> WRITTEN EXERCISE: Retype, without alteration, each line from the line containing "Mark a point on each instance of the light" to the final line of the records.

[Excerpt from a dataset]

◆ ◆ ◆ ◆

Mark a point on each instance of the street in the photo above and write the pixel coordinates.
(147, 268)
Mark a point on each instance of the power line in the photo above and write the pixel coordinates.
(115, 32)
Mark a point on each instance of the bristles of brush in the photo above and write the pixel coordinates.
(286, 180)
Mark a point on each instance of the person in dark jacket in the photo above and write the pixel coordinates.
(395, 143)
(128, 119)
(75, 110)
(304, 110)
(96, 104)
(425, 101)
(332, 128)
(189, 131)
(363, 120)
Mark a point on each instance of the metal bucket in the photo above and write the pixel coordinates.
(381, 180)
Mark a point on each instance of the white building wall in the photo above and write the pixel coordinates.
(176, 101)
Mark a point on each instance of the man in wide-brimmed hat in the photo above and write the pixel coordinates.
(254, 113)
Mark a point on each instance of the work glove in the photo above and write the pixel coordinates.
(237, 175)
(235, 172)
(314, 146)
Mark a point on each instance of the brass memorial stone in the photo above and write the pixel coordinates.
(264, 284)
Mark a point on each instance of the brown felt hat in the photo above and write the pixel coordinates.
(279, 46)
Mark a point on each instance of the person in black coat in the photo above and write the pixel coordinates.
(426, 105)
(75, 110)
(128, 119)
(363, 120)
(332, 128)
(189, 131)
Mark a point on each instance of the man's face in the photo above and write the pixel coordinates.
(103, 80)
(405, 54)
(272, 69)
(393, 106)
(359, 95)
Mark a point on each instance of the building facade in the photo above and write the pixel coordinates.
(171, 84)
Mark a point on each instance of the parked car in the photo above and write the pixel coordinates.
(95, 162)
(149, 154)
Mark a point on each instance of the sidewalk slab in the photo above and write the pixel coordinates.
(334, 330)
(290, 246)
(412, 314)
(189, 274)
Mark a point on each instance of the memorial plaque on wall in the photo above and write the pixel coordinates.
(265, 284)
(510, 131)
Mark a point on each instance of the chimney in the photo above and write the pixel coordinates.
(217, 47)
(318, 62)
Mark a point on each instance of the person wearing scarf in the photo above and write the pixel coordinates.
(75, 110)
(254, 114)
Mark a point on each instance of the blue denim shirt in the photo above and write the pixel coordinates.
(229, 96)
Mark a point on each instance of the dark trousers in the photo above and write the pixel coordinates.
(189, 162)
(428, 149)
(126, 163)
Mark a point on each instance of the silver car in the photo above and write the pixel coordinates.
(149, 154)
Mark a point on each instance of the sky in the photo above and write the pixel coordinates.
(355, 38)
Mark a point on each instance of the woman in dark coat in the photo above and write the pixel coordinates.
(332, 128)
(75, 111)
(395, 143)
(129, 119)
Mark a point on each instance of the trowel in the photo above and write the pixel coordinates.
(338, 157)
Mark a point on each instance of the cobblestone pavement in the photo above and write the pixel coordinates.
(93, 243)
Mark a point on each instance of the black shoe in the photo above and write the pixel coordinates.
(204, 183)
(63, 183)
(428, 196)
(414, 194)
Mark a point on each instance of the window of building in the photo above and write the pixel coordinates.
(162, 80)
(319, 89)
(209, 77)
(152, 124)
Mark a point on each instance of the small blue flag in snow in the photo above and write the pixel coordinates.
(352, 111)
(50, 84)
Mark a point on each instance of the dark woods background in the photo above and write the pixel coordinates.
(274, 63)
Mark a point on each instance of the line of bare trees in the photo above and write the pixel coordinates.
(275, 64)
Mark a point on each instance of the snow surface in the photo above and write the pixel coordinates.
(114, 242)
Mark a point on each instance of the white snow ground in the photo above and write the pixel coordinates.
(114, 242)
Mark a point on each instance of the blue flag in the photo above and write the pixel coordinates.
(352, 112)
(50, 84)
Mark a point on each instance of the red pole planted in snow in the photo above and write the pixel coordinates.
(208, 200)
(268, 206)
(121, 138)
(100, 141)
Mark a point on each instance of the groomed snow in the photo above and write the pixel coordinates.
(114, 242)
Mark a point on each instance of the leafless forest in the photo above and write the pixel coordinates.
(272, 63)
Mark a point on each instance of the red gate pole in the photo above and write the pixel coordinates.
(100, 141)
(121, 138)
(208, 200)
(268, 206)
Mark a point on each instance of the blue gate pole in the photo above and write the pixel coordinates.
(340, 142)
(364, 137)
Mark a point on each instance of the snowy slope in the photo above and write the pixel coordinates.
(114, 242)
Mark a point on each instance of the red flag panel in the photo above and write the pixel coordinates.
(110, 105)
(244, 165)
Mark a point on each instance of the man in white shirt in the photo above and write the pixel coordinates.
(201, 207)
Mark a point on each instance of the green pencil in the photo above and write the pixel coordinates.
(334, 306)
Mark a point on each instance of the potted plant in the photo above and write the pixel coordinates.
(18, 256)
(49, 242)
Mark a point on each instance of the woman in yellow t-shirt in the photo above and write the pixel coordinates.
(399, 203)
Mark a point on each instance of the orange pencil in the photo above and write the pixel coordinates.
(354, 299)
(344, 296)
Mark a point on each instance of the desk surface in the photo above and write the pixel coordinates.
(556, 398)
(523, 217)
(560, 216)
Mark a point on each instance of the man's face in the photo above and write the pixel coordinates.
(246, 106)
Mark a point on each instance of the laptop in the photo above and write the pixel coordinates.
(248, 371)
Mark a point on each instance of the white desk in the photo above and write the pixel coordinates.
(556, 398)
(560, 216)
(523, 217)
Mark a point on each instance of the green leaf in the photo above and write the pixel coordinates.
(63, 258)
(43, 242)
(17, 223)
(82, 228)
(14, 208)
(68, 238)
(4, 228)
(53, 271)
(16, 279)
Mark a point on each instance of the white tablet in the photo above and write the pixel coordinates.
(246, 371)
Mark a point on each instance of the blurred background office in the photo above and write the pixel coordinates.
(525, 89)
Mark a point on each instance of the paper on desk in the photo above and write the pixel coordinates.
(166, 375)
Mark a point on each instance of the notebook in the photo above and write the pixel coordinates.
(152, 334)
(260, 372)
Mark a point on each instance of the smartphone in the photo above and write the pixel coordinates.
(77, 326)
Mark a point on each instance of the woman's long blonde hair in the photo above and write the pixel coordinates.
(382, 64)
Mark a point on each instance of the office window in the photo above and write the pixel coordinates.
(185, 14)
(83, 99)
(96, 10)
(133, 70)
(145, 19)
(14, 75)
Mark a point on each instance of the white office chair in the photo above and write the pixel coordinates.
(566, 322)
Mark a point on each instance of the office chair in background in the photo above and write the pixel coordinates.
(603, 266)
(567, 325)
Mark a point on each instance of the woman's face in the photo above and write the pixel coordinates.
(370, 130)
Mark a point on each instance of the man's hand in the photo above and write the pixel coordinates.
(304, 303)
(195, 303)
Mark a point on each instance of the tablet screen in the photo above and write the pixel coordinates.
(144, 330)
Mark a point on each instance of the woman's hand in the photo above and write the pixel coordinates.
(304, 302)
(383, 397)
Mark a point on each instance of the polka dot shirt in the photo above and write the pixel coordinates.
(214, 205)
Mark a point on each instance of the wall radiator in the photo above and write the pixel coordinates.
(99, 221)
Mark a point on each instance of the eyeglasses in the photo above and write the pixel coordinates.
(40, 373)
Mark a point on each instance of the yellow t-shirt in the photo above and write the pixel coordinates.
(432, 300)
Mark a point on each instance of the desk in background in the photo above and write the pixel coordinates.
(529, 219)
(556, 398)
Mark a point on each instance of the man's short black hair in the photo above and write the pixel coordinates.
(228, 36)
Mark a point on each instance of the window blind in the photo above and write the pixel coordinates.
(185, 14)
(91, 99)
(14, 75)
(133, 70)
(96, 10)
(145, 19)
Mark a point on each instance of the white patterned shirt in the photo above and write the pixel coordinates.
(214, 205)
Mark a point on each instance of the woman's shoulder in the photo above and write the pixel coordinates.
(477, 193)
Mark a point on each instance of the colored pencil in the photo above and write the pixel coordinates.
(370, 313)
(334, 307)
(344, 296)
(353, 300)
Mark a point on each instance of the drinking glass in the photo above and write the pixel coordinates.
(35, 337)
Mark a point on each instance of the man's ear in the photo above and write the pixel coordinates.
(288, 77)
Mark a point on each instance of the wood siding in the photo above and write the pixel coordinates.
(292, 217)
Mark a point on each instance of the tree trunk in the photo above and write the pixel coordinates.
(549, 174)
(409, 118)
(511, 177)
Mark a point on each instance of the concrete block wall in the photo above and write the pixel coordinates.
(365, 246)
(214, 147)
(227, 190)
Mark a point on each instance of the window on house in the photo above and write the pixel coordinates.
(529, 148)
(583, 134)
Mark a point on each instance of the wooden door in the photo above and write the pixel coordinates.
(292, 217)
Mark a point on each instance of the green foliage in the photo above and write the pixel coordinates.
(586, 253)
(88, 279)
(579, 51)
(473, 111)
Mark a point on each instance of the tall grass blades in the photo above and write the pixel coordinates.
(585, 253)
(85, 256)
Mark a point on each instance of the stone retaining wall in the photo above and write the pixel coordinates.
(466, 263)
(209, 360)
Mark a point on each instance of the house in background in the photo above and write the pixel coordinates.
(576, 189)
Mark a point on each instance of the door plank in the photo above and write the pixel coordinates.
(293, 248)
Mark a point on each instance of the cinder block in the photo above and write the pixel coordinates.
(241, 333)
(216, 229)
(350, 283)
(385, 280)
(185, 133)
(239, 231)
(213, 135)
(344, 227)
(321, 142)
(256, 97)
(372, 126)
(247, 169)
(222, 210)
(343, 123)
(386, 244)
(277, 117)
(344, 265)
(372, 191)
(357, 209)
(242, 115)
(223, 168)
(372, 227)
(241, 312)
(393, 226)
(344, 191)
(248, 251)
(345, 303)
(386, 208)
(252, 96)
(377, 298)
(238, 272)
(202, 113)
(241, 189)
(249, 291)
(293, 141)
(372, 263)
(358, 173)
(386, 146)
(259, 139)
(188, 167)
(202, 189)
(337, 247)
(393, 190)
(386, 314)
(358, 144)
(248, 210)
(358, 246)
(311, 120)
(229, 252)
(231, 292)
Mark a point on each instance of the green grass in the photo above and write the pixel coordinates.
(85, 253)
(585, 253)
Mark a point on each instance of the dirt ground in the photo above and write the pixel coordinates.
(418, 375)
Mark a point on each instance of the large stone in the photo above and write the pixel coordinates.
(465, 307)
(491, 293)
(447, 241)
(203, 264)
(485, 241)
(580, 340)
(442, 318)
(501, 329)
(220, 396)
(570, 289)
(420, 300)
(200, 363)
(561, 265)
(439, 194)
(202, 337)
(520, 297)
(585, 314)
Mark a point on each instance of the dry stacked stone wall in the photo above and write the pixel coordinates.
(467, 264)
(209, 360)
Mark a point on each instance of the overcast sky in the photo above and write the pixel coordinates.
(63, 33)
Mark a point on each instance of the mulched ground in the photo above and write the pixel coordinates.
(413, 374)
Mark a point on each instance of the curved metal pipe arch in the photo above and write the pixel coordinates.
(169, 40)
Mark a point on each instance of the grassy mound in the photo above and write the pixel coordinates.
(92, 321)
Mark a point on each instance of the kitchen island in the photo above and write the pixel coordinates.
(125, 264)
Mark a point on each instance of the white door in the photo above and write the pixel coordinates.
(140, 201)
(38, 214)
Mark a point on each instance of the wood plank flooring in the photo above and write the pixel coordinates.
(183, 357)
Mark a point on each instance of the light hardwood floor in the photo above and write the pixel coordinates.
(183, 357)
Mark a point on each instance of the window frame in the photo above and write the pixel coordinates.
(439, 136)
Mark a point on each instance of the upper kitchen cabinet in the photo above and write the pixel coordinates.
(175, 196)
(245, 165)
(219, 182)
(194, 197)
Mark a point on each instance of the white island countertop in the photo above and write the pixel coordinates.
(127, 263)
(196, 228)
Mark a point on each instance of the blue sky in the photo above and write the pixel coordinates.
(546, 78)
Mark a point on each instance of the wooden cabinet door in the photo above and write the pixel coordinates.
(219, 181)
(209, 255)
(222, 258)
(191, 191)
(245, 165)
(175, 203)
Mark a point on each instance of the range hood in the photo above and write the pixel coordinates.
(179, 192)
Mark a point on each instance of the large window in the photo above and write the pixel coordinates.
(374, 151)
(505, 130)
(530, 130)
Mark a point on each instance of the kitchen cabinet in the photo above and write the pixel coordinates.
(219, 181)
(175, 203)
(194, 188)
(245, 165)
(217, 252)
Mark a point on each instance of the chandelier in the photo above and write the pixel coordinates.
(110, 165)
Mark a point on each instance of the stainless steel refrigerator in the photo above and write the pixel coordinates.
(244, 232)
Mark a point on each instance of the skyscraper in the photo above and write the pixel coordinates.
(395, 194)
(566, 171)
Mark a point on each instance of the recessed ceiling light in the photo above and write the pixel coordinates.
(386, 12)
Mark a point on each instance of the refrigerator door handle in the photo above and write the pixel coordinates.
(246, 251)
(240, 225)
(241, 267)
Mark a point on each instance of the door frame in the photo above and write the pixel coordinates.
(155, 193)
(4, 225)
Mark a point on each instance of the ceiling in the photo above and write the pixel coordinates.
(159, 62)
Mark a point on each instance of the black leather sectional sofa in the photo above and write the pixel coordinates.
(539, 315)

◆ ◆ ◆ ◆

> FINISHED TASK:
Mark a point on each instance of the light hardwood floor in the photo above and write the pixel coordinates.
(183, 357)
Mark a point on each instance of the window frame in the photo above and write the pixel coordinates.
(439, 136)
Mark a point on each instance of the upper kitchen cabinet in the photo above and write the pixel coordinates.
(175, 196)
(245, 165)
(219, 182)
(194, 197)
Mark a point on each instance of the white island countertop in the photo above and write the pixel coordinates.
(127, 263)
(196, 228)
Mark a point on each instance of the blue sky in the photo above and write the pixel coordinates.
(546, 78)
Mark a point on each instance of the wooden cabinet door in the photo above and write the pixel coordinates.
(219, 181)
(209, 255)
(222, 258)
(191, 191)
(245, 165)
(175, 203)
Mark a point on each instance of the range hood in the photo above and write the pixel coordinates.
(179, 192)
Mark a point on each instance of the large window in the photo above and write the pixel coordinates.
(374, 151)
(505, 130)
(530, 130)
Mark a point on each instance of the kitchen cabinet in the photo above and write the pixel coordinates.
(219, 181)
(175, 203)
(194, 188)
(245, 165)
(217, 252)
Mark a point on each instance of the chandelier in the photo above and write the pixel coordinates.
(110, 165)
Mark a point on each instance of the stainless steel refrigerator in the photo above and write the pixel coordinates.
(244, 232)
Mark a point on each instance of the skyscraper in the photo above and write the pixel coordinates.
(395, 194)
(566, 171)
Mark a point on each instance of the recessed ceiling light in the photo above and write the pixel coordinates.
(386, 12)
Mark a point on each instance of the refrigerator door handle in the photo above and write the pixel coordinates.
(246, 251)
(240, 225)
(241, 267)
Mark a point on each instance of the door frame in the photo above and write the pixel coordinates.
(155, 193)
(4, 225)
Mark a point on each instance of the ceiling in the photo above and write the pixel coordinates.
(159, 62)
Mark a point on each instance of the black leather sectional sofa in the photo above and write the pixel coordinates.
(539, 315)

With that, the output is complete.